How a world of downloads killed Real Groovy
In the corner, a hippie thumbs through the bargain bin. Over by the counter a mother with baby wanders towards the cassettes. A young man in a hoodie, headphones around his neck, flicks through electronica. Boffins look through the latest – and the old – in blues, techno, house, folk. The list goes on.
Real Groovy is as busy as any shop in Cuba St this weekday afternoon. The closing-down sale signs out the front may explain why.
Inside a backroom office, Mark Thomas, 37, is probably the biggest music lover in the place. He is thumbing through correspondence from his landlord.
On May 31, Real Groovy Wellington will shut its doors for the last time. The recession, big chains selling at cut prices, and the download revolution have all taken their toll on the independent store.
It will be the end of an era for Wellington's music lovers, but the end of a dream for Mr Thomas, the Whakatane-born, Waikato-bred owner of Real Groovy Wellington since 2008. Mr Thomas managed the shop since it opened in 1999, and mortgaged his house to buy the business after its parent company went into receivership.
He hopes to open a smaller record store if he can. But right now he is focused on shutting down Real Groovy and keeping hold of his house, which he shares with his wife and three kids.
Wellington musician Darren Watson, who was one of the first to work in Real Groovy Wellington back in the late 1990s, says he is "gutted for Mark because he has put his heart and soul into it". Mr Watson lasted only a matter of months behind the counter, but has remained a good mate of his former boss. He reckons Mr Thomas bought the store in 2008 with his "eyes open".
"He knew he was not going to become a millionaire."
He hopes his friend will weather this storm and open another independent record store.
He says Mr Thomas has a keen sense of how to make a record business work. To make up for the gaps in his own music knowledge, Mr Thomas has employed staff covering the gamut of musical genres, Mr Watson says. "I would say he's pretty stuck in his ways, old Mark. That's why he has really interesting staff. All the people fill a gap in others' musical knowledge."

Stated exercise 1 – In the article on Real Groovy's closure, on what date will Real Groovy Wellington shut its doors for the last time?

Material for this exercise –
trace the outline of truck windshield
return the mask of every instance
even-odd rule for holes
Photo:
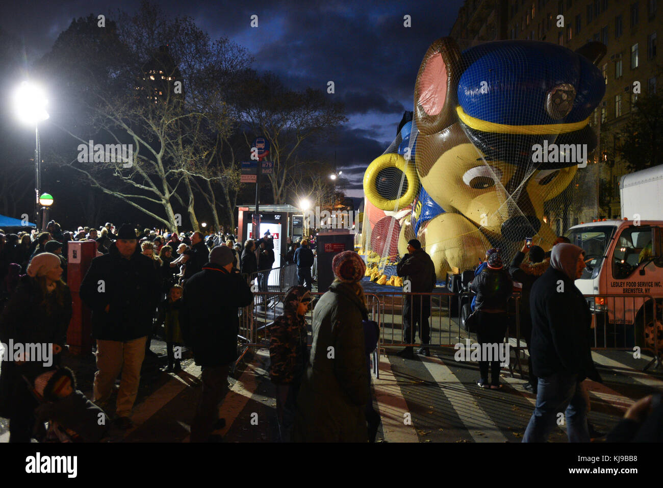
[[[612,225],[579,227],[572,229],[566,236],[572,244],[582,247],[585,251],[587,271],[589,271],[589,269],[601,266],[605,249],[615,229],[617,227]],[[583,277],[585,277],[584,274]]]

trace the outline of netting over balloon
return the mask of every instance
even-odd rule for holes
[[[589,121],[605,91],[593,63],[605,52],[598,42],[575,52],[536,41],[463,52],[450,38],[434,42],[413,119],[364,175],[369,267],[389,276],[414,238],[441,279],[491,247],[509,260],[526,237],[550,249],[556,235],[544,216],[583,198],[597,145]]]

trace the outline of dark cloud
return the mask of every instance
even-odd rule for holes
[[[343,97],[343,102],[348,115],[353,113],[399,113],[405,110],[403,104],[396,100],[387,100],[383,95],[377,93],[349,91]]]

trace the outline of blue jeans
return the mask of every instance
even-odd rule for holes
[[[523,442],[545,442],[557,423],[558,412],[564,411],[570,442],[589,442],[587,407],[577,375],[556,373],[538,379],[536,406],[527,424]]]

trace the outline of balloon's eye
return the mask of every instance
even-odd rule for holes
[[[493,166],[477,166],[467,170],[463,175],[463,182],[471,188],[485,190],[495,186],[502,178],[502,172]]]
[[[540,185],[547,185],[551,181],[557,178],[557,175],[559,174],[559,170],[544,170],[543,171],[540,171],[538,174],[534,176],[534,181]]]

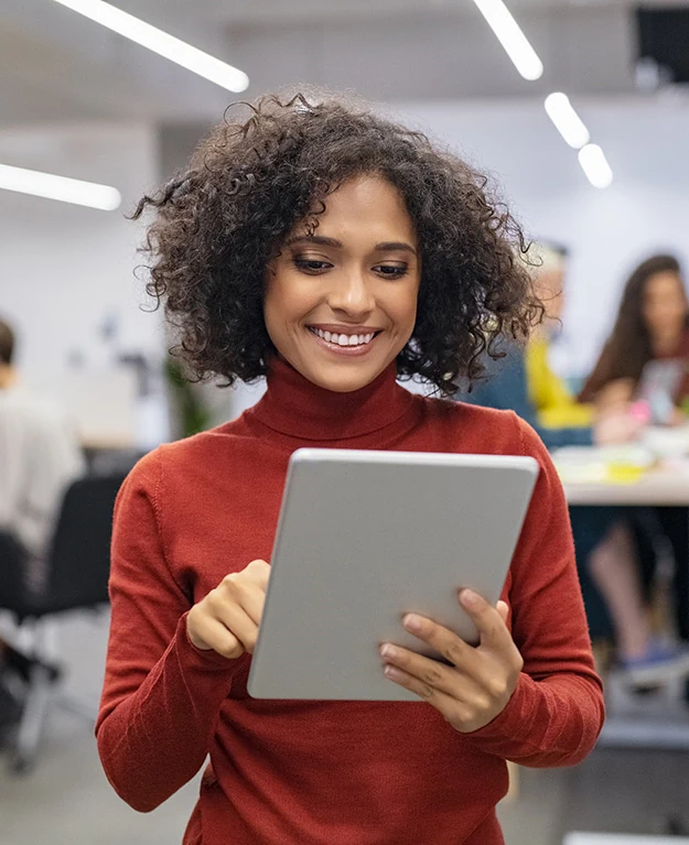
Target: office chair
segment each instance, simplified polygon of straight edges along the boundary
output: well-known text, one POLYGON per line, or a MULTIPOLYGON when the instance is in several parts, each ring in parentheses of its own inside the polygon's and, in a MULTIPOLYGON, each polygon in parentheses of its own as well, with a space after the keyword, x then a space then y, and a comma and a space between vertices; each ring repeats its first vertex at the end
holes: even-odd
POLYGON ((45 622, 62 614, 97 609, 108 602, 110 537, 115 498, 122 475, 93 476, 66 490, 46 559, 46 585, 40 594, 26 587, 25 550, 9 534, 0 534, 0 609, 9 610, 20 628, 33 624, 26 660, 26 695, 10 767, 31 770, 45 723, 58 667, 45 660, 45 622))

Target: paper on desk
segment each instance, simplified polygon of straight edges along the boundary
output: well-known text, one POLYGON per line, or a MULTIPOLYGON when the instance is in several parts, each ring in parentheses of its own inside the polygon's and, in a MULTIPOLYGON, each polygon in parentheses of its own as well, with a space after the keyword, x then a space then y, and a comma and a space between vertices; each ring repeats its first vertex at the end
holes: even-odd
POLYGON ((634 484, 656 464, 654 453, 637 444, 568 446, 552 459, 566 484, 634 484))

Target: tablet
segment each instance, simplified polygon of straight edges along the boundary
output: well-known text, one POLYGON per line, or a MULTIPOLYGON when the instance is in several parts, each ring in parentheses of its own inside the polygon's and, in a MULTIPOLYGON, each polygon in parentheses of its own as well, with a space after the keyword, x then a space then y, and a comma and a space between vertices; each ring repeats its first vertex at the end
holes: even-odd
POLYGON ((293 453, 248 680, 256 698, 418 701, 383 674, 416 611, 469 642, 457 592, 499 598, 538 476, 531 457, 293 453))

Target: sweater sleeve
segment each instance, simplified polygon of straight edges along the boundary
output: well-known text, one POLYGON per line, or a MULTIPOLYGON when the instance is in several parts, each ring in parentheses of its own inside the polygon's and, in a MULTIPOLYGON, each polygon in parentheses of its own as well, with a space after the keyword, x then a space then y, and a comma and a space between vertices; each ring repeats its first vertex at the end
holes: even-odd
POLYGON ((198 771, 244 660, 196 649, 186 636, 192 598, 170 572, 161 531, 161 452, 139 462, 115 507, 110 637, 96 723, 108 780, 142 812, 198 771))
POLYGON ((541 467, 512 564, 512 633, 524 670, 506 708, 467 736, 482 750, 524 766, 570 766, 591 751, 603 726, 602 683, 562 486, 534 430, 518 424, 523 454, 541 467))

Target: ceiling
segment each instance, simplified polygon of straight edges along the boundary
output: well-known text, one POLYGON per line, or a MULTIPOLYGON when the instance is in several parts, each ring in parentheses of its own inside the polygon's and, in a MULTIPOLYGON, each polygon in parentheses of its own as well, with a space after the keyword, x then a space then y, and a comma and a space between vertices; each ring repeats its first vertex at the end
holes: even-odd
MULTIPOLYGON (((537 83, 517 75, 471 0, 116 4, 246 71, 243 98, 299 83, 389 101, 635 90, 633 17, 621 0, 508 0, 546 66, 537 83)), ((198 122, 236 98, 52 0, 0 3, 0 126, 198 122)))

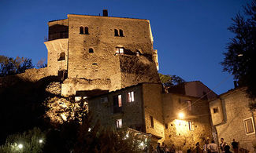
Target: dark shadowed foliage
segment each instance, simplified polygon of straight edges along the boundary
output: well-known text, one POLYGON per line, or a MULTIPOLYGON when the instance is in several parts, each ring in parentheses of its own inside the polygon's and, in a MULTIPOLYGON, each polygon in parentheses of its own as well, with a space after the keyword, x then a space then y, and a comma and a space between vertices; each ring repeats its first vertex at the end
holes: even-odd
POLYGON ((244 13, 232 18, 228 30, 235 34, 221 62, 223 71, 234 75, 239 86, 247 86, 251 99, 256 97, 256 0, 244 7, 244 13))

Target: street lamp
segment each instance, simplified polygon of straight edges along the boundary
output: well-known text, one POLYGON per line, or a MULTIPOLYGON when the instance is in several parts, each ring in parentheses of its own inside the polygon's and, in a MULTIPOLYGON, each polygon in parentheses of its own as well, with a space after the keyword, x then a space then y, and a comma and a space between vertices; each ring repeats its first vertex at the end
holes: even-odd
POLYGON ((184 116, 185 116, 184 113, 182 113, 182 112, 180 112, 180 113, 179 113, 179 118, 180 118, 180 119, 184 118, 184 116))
* * *
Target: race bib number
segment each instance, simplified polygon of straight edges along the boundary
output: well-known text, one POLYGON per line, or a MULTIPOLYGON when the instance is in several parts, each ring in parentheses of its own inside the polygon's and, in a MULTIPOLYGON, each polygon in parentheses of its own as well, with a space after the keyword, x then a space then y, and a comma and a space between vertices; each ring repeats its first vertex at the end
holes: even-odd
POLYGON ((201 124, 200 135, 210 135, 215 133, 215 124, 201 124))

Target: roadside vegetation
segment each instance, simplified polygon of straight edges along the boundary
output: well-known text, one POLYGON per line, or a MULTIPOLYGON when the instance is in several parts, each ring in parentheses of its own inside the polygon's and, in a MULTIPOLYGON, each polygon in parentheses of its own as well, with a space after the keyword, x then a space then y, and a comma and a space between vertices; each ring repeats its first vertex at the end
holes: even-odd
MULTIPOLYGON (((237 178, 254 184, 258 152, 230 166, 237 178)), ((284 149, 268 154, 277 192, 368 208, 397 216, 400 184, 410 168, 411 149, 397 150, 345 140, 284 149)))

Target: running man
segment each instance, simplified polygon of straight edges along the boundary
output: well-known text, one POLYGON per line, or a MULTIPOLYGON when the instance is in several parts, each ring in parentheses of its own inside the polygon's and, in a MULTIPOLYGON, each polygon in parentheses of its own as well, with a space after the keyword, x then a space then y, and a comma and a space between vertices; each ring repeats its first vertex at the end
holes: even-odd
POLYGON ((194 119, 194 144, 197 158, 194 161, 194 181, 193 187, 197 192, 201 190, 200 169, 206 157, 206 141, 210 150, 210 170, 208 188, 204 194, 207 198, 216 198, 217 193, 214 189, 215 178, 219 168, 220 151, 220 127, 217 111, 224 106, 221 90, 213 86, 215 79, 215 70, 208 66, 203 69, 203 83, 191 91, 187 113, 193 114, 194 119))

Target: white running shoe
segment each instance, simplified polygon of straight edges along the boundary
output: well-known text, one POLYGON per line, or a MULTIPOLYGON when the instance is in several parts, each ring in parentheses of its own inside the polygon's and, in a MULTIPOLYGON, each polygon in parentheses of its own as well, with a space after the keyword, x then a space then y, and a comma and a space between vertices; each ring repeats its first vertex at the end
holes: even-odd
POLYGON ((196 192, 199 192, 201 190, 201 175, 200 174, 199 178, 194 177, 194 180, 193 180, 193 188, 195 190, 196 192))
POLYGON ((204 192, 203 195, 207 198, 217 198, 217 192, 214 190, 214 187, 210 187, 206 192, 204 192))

Stated exercise 2 – Rewrite the lines of the entries above as a JSON list of strings, one string per line and blank lines omitted. Cover only the lines from the one containing "Target: sweater sleeve" through the one containing "POLYGON ((541 467, 512", inclusive.

Problem solution 1 – May 31

Problem solution 2 –
[
  "Target: sweater sleeve",
  "segment each instance, simplified polygon of straight edges along the boundary",
  "output: well-known text, one POLYGON per line, or a MULTIPOLYGON when the instance is in several parts, each ring in parentheses of its own inside the polygon's and, in a MULTIPOLYGON, each polygon in parentheses of its own as well, with a space after the keyword, x then a space then y, and a comma and a space between vertices; each ring repeats its first vertex at the end",
  "holes: even-odd",
  "POLYGON ((198 771, 244 660, 196 649, 186 636, 192 598, 170 572, 161 531, 161 452, 139 462, 115 507, 110 637, 96 723, 108 780, 142 812, 198 771))",
  "POLYGON ((541 467, 512 564, 512 633, 524 670, 506 708, 467 736, 482 750, 524 766, 570 766, 591 751, 603 726, 602 683, 562 486, 534 430, 518 424, 523 454, 541 467))"
]